■ REQUIRED ACTION: Write out the full set of records exactly. Any pictures in them do not belong in the copy.
=== INFORMATION PROVIDED ===
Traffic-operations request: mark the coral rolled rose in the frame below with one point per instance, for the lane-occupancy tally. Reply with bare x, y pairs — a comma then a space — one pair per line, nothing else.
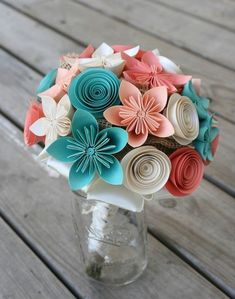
187, 171
34, 113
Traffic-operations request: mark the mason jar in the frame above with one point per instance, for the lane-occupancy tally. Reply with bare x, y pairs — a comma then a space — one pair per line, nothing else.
112, 241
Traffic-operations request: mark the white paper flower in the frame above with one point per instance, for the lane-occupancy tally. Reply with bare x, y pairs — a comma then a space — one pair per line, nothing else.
56, 121
168, 65
146, 170
105, 57
183, 115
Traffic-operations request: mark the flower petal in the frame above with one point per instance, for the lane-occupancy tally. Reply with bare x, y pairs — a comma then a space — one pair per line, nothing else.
151, 59
169, 66
114, 174
160, 96
165, 129
40, 127
118, 138
48, 81
63, 107
103, 50
112, 115
127, 90
83, 119
79, 179
136, 140
65, 149
49, 107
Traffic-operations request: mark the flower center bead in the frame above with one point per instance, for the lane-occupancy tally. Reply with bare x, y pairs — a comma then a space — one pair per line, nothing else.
90, 151
141, 114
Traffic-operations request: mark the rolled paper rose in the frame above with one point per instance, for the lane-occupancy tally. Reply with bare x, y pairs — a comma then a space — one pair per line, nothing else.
187, 171
146, 170
34, 113
94, 90
182, 113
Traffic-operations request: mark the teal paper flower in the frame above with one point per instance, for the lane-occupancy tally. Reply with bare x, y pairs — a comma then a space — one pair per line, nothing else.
201, 103
94, 90
47, 81
90, 151
207, 133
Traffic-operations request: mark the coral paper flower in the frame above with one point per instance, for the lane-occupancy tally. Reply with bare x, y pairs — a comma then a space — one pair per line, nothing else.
34, 113
206, 143
56, 121
105, 57
150, 73
62, 81
140, 114
90, 151
201, 103
187, 171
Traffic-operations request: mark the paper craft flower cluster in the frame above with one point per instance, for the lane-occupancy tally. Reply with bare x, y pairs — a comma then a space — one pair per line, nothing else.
123, 116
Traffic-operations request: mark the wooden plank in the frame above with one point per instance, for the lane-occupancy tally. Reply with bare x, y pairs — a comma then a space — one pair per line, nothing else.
218, 82
156, 19
221, 168
203, 225
220, 12
23, 275
40, 207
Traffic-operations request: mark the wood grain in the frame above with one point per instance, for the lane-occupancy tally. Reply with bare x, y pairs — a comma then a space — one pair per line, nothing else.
39, 204
218, 82
219, 12
23, 275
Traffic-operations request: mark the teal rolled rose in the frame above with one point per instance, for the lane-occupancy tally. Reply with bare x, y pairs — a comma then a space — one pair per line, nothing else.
94, 90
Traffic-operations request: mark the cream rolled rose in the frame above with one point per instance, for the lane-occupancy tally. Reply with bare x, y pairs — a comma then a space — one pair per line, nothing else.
146, 170
183, 115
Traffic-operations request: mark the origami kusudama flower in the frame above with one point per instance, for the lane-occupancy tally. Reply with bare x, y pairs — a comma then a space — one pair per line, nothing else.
105, 57
146, 170
206, 138
140, 114
63, 79
187, 171
34, 113
182, 113
150, 73
201, 103
90, 151
56, 121
94, 90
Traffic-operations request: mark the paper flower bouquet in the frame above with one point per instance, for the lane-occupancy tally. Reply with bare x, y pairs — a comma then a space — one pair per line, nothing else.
122, 123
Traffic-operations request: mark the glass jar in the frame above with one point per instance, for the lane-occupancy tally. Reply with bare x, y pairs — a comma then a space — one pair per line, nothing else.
112, 241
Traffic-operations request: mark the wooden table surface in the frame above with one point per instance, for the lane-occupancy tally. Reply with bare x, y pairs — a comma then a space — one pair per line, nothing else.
191, 240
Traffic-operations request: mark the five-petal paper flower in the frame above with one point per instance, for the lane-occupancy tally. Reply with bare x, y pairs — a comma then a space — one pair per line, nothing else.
150, 73
140, 114
90, 151
201, 103
105, 57
207, 134
56, 121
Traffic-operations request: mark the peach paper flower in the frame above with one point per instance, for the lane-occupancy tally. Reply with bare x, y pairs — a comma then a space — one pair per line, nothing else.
140, 114
150, 73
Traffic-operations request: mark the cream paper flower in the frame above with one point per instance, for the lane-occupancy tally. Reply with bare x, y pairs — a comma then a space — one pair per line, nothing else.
146, 170
182, 113
105, 57
56, 121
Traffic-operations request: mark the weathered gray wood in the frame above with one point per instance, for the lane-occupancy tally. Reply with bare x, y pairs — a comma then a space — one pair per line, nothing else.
218, 82
219, 12
39, 204
221, 168
23, 275
203, 225
190, 33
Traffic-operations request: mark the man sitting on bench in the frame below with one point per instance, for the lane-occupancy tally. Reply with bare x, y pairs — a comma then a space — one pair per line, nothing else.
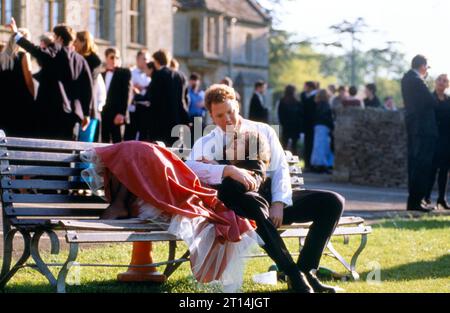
===
■ RESPONSE TO THE TASK:
Traffic-operations request: mark the coral rolled rose in the frame below with one point per instance, for the lane-occupancy tally. Reply with bare x, y pairs — a comma then a space — one pair per line, nothing else.
187, 171
34, 113
Traffic-operations request: mark the mason jar in the frame above with one point per instance, for the lane-occupancy tally. Reply with bare x, y pairs — a comma then a space — one pair per line, nothing else.
112, 241
Traffic-operations request: mark the white paper flower in the frame above with one point per instance, for the lane-occupancy tally. Reply with bare x, y pairs — a comma then a space — one pair per line, nothing else.
56, 121
168, 65
146, 170
105, 57
183, 115
Traffic-operations request: mark the flower petal in the frame above with one point per instance, for the lane-occupancy tally. Reply with bare x, y pairs — a comma then a space — one pair per line, nothing else.
151, 59
169, 66
114, 174
160, 96
165, 129
40, 127
118, 138
48, 81
63, 107
103, 50
112, 115
127, 90
83, 119
79, 179
136, 140
65, 149
49, 107
Traffic-operations request: mark the flower center bead in the frame above with one point per instance, for the lane-occupancy tally. Reply with bare x, y pairs — a comma then a space — one pair per line, nothing else.
90, 151
141, 114
Traffic-operations request: mark the rolled paper rose in the frame above with one point per instance, for the lane-occupancy tally. Reply with bare x, y pairs — a comma then a space — one pair per line, nothing else.
187, 171
146, 170
34, 113
94, 90
182, 113
Traffic-operations request: mark the teal paper flower in the frame above with one point per instance, for the lane-occupancy tally. Reply with bare x, y pairs — a comma then a space — one pair per line, nothing else.
201, 103
94, 90
47, 81
90, 151
207, 133
Traffic-operations request: mark the coral paper flower in the frame above with one point per instance, for the lane-occupancy tally. Reply with bare x, y pairs — a comma then a space — one pair per line, nothing else.
34, 113
206, 143
56, 121
105, 57
150, 73
62, 81
140, 114
90, 151
201, 103
187, 171
Traffic-operations request: mark the paper craft flower cluster in the frame above with one point per instance, for the lane-occupancy tally. Reply with bare x, y pairs — a comma then a space — one pair per line, nothing else.
123, 116
Traffic-operations request: mark the wooden plank in the frame above with one point per instance, for the lane-occupancy tally. Reply with bare x, y pairs — a comma then a space — one pair per line, nothing else.
218, 82
156, 19
221, 168
203, 225
220, 12
23, 275
40, 207
Traffic-operations request: mark the wood grain in the frame above with one point per instance, for the lane-occupancy tally. Reply with bare x, y pairs — a comma then a space — one pair per line, nothing else.
39, 204
218, 82
219, 12
23, 275
Traffic-operations request: mark the teal rolled rose in the frame above with one point per instance, for the lane-occupancy tally. Reply with bare x, y pairs — a comma then a space — one pair per line, nothing else.
94, 90
Traffic-operations request: mark the cream rolled rose in the frame above with one point per instance, for the lane-occupancy tally. Reply with bare x, y pairs — a comma then a space — one pair per line, nothing else.
146, 170
183, 115
Traffic-operations request: mark the origami kusudama flower in the frame above with one point per instance, for the lane-occupancy tally. Reply with bare x, y pairs — a comma then a space — one pair per line, nothing else.
105, 57
146, 170
206, 138
140, 114
63, 79
187, 171
34, 113
182, 113
150, 73
201, 103
90, 151
56, 121
94, 90
Traffic-operations request: mark the paper flower bouquet in the frame above with one point per instance, for the lane-occupancy tally. Reply with bare x, y pairs — a comma then a space — one pair per line, nothing else.
122, 123
Traffic-operations request: mark the glass jar in the frame above with one point per instance, for the lane-occupancy tally. Reply with bare x, y pairs — a comma then a space — one pair per line, nothing else.
112, 241
Traffic-operations request: mark the wooden table surface in the frame above with one point per instance, for the lane-occupancy tally. Reply with bare x, y pairs — a comma then a space — one pair per line, nothing else.
191, 240
Traffic-operations request: mark the five-petal paper flower in the frame above with one point per instance, for the lane-occupancy tally. Reply with bare x, y pairs — a comma then a space — one pair per line, nothing else.
150, 73
140, 114
90, 151
201, 103
105, 57
207, 134
56, 121
Traffic-operations request: mark the peach paper flower in the frame above with one point per instance, for the lane-occupancy tally. Reply with bare x, y pairs — a comma then a space — one pair per line, nothing else.
140, 114
150, 73
Traffic-operations request: mark the cream paper flower in the frame above with one point per instance, for the lane-occupancy tally. Reply with bare x, y pairs — a comma then a space — one pair per line, nothing else.
146, 170
182, 113
105, 57
56, 121
Traffic-operations request: mark the weathered gray wood in the frame above with one point per instance, for the lane-occupancy tally. Reply with bare x, y pairs — a comma then a space — one pair per line, nothing else.
218, 82
219, 12
39, 204
221, 168
23, 275
203, 225
190, 33
Traffic-operations request: mark the man sitting on bench in the frame below with one point per instance, for the lane-occupancy tally. Reply with bare x, y pairs — a comma then a space — one pair per line, nothing else.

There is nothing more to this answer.